Exercise objective: Could you copy everything in the data from the line containing "bbox request utility pole" down to the line containing "[28,233,134,320]", both lines included, character for character?

Data in this exercise start

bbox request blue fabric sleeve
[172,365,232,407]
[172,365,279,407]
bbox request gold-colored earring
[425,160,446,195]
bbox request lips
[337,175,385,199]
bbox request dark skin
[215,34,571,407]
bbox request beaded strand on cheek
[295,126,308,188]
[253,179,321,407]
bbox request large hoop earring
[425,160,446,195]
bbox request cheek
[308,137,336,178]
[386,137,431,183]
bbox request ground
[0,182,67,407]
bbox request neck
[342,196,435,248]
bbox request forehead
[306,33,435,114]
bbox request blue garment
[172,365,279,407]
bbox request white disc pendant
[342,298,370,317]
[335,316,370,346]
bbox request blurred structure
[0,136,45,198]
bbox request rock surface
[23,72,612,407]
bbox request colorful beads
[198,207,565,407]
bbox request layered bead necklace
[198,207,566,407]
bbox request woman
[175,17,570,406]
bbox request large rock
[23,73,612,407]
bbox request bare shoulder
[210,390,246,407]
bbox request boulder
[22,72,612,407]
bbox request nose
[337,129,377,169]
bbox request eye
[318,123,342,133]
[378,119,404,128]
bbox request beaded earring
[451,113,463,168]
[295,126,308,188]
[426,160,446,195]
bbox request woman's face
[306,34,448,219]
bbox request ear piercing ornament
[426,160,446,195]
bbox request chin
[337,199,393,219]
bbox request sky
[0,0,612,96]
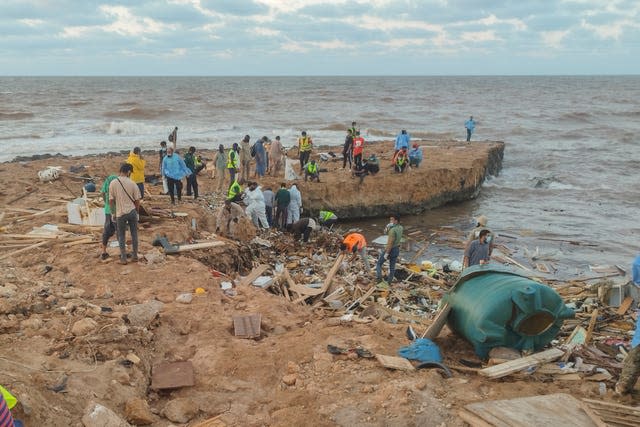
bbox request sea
[0,76,640,278]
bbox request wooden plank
[240,264,269,286]
[0,240,51,260]
[151,361,195,390]
[376,354,416,371]
[233,313,262,338]
[480,348,564,379]
[464,393,597,427]
[616,297,633,316]
[422,303,451,340]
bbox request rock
[127,301,164,328]
[176,294,193,304]
[71,317,98,336]
[82,402,131,427]
[162,398,199,423]
[20,317,44,330]
[0,283,18,298]
[62,288,84,299]
[282,374,298,385]
[124,398,154,426]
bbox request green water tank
[444,264,575,359]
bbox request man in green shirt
[100,175,118,259]
[376,215,403,284]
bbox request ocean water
[0,76,640,273]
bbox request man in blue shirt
[464,116,476,142]
[393,129,411,154]
[615,255,640,394]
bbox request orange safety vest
[342,233,367,252]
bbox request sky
[0,0,640,76]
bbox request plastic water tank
[444,264,575,359]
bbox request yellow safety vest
[227,148,240,169]
[298,136,311,151]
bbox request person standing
[394,129,411,154]
[211,144,227,192]
[462,229,491,268]
[227,142,240,185]
[340,233,371,274]
[409,144,422,168]
[269,136,284,176]
[109,163,141,264]
[298,130,313,172]
[167,126,178,151]
[376,215,403,284]
[615,255,640,394]
[244,182,269,230]
[162,147,191,205]
[262,187,275,227]
[353,131,364,171]
[100,175,118,259]
[254,136,269,178]
[184,146,198,200]
[239,135,251,184]
[342,129,353,169]
[287,184,302,224]
[127,147,147,198]
[318,211,338,228]
[158,141,169,194]
[464,116,476,142]
[273,182,291,230]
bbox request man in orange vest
[340,233,371,274]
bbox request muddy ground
[0,140,632,426]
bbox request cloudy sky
[0,0,640,75]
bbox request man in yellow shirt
[127,147,147,198]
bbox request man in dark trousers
[273,182,291,230]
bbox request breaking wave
[104,107,173,119]
[0,111,33,120]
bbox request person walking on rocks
[162,147,191,205]
[269,136,284,176]
[464,116,476,142]
[287,184,302,224]
[211,144,227,193]
[376,215,403,285]
[227,142,240,185]
[615,255,640,394]
[100,175,118,259]
[274,182,291,230]
[109,163,140,264]
[340,233,371,274]
[239,135,251,184]
[127,147,147,199]
[462,229,491,268]
[298,130,313,172]
[342,129,353,169]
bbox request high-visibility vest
[298,136,311,151]
[227,148,240,169]
[342,233,367,252]
[320,211,337,221]
[227,181,242,199]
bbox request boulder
[82,402,131,427]
[127,300,164,328]
[162,398,199,424]
[71,317,98,336]
[124,398,154,426]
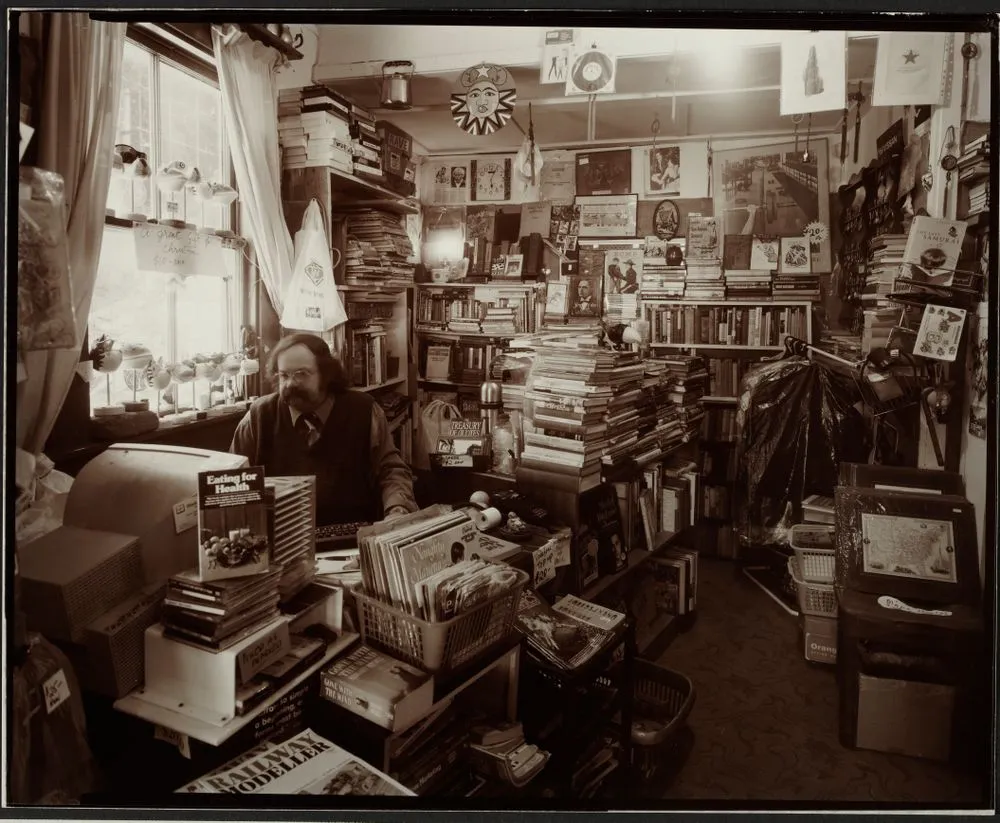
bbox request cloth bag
[413,400,462,471]
[281,198,347,332]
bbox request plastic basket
[632,658,695,780]
[354,569,528,674]
[788,557,837,617]
[788,523,835,583]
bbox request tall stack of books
[722,234,771,302]
[345,209,414,286]
[684,214,726,300]
[350,103,385,183]
[161,567,281,651]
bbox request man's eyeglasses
[274,369,316,383]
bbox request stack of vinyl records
[264,475,316,602]
[726,269,771,302]
[351,103,385,183]
[161,566,281,651]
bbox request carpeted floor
[659,558,987,807]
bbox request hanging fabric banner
[281,200,347,332]
[781,31,847,117]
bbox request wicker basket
[788,557,837,617]
[788,523,835,583]
[354,569,528,675]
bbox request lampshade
[381,60,413,109]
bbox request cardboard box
[856,674,955,760]
[801,614,837,663]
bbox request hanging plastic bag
[413,400,462,471]
[281,199,347,332]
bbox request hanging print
[451,63,517,136]
[781,31,847,116]
[872,31,954,106]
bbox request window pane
[90,228,170,408]
[107,41,153,217]
[159,63,229,229]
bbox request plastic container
[788,557,837,617]
[632,658,695,780]
[354,569,528,675]
[788,523,835,583]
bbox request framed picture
[569,274,601,319]
[712,137,831,274]
[576,149,632,196]
[643,146,681,195]
[576,194,639,237]
[503,254,524,280]
[778,237,812,274]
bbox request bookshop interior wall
[4,12,996,808]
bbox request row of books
[646,306,808,346]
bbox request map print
[861,514,957,583]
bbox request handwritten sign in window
[132,223,227,276]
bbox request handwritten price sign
[132,223,226,276]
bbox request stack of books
[161,567,281,651]
[345,209,414,287]
[684,214,726,300]
[350,103,385,183]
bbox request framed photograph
[643,146,681,195]
[778,237,811,274]
[576,194,639,237]
[576,149,632,197]
[569,274,602,319]
[503,254,524,280]
[834,486,979,605]
[712,137,831,274]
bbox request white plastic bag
[413,400,462,471]
[281,199,347,332]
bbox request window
[89,37,244,411]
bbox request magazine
[177,729,413,796]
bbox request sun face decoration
[451,63,517,135]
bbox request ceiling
[314,26,877,155]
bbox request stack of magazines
[517,590,625,671]
[358,506,520,622]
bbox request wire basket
[788,557,837,617]
[788,523,836,583]
[354,569,528,675]
[632,658,695,780]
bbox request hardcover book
[198,466,270,581]
[320,643,434,732]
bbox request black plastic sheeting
[735,357,870,546]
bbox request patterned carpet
[657,558,988,808]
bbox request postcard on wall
[903,215,968,286]
[872,31,955,106]
[913,305,966,362]
[538,29,573,85]
[781,31,847,117]
[778,237,811,274]
[644,146,681,195]
[198,466,270,581]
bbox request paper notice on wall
[132,223,229,277]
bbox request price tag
[174,494,198,534]
[153,724,191,760]
[42,669,69,714]
[531,540,556,589]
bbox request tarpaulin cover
[736,357,868,546]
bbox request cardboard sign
[132,223,228,277]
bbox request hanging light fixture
[380,60,413,110]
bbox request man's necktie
[295,413,320,448]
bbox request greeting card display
[834,486,979,605]
[198,466,270,581]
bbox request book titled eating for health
[198,466,270,581]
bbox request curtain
[212,27,293,317]
[17,12,126,454]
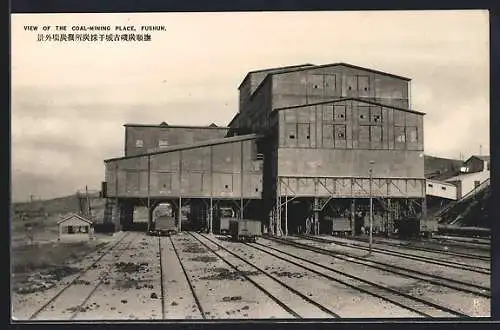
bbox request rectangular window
[297,124,311,147]
[334,104,345,121]
[394,126,406,145]
[370,106,382,124]
[358,125,370,149]
[285,124,297,147]
[370,125,382,144]
[358,105,370,123]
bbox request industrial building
[103,63,434,235]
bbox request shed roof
[104,134,262,163]
[465,155,491,162]
[57,213,93,225]
[273,97,425,115]
[250,62,411,97]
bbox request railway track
[189,233,340,319]
[296,236,491,275]
[326,236,491,261]
[28,233,137,320]
[264,237,491,298]
[199,236,468,317]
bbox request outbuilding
[57,214,94,240]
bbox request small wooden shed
[57,213,94,240]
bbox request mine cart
[229,219,262,242]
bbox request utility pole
[369,160,375,254]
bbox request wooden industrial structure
[104,63,426,235]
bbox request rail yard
[12,63,491,320]
[13,228,491,320]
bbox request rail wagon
[219,207,236,235]
[229,219,262,242]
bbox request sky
[11,11,490,201]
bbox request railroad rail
[266,237,491,298]
[299,236,491,275]
[189,233,340,318]
[28,233,134,320]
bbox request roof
[465,155,491,162]
[57,213,93,225]
[250,62,411,97]
[123,122,229,130]
[104,134,262,163]
[273,97,425,115]
[238,63,315,89]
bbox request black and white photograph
[10,10,493,322]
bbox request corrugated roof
[273,97,425,115]
[104,134,262,163]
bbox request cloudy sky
[11,11,489,201]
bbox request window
[323,125,333,147]
[394,126,406,143]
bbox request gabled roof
[104,134,262,163]
[465,155,491,162]
[123,122,229,130]
[273,97,425,115]
[238,63,315,89]
[250,62,411,97]
[57,213,93,225]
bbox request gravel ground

Data in this exercise end

Task solution:
bbox request utility pole
[369,160,375,254]
bbox request wooden industrial structure
[104,63,426,235]
bbox request rail yard
[12,63,491,320]
[13,228,491,320]
bbox request rail wagon
[219,207,236,235]
[229,219,262,242]
bbox request sky
[11,11,490,201]
bbox request railroad rail
[266,237,491,298]
[299,236,491,275]
[189,233,340,318]
[28,233,134,320]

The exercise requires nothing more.